#### Problem to solve
Find every line in the listing below that contains the word "treeline" and copy each of those lines. Case counts.

#### Supplied data
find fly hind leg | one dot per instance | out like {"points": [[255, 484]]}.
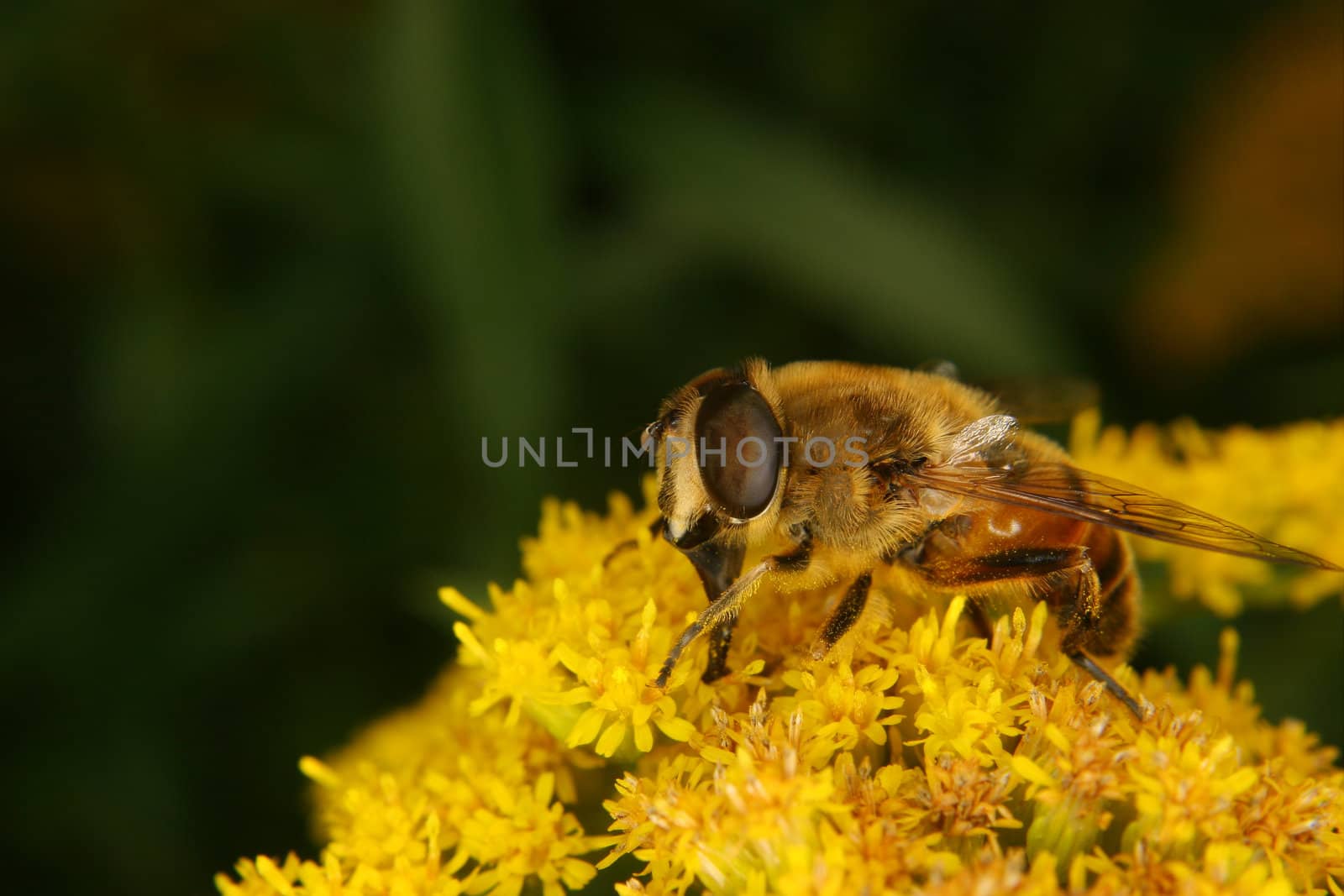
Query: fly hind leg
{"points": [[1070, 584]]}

* * *

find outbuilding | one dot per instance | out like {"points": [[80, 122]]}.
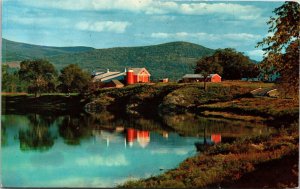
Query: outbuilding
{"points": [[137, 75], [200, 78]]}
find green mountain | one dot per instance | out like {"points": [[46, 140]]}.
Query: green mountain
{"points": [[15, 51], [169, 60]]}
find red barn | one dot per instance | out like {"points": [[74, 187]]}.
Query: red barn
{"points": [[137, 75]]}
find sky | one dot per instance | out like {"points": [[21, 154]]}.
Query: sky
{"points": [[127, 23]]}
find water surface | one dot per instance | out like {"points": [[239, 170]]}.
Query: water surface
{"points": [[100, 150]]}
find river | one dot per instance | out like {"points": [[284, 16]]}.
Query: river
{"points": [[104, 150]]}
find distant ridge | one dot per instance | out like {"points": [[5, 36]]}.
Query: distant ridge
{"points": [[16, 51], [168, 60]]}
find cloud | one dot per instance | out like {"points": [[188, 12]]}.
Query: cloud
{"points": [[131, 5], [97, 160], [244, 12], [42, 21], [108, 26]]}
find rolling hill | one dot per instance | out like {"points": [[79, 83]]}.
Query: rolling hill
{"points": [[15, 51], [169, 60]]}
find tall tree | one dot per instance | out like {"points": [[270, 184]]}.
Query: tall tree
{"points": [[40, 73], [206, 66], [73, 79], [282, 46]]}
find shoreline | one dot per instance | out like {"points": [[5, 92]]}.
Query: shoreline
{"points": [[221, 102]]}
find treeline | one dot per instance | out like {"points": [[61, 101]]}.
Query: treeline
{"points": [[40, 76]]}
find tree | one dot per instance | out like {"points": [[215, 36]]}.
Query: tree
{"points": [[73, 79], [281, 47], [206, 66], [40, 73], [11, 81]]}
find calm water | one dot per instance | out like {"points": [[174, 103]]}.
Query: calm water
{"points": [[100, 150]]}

---

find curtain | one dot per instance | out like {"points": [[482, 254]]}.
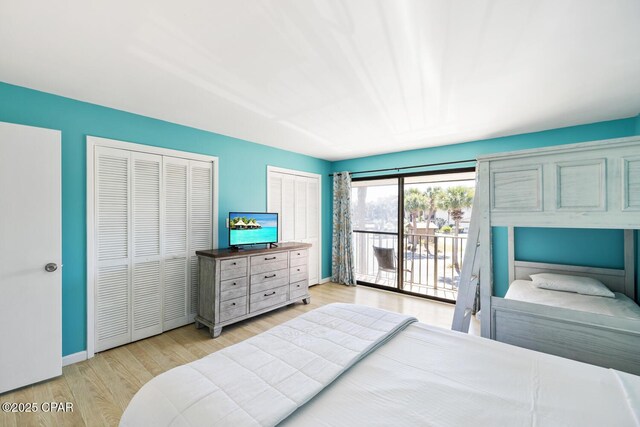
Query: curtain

#### Task response
find treeline | one dot per instance | out like {"points": [[61, 101]]}.
Query: treeline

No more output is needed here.